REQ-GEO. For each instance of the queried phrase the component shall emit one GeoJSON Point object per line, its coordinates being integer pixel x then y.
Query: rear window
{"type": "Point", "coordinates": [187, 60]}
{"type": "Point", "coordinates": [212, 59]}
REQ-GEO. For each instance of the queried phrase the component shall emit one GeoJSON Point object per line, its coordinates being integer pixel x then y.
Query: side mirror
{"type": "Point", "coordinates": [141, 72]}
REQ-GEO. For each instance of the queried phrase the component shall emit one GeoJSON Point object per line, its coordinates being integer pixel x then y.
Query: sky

========================================

- What needs to be done:
Edit the data above so that every "component" becomes "module", and leave everything else unchanged.

- Problem solution:
REQ-GEO. For each instance of the queried phrase the module shall emit one GeoJSON Point object per line, its coordinates being integer pixel x then y.
Query: rear window
{"type": "Point", "coordinates": [187, 60]}
{"type": "Point", "coordinates": [212, 59]}
REQ-GEO. For each instance of the queried phrase the module shall emit one GeoJSON Point object per line, its coordinates being integer pixel x then y.
Query: side mirror
{"type": "Point", "coordinates": [141, 72]}
REQ-GEO. For each instance of the queried phrase the module shall emit one GeoJSON Point object per line, its coordinates being integer pixel x then y.
Query: sky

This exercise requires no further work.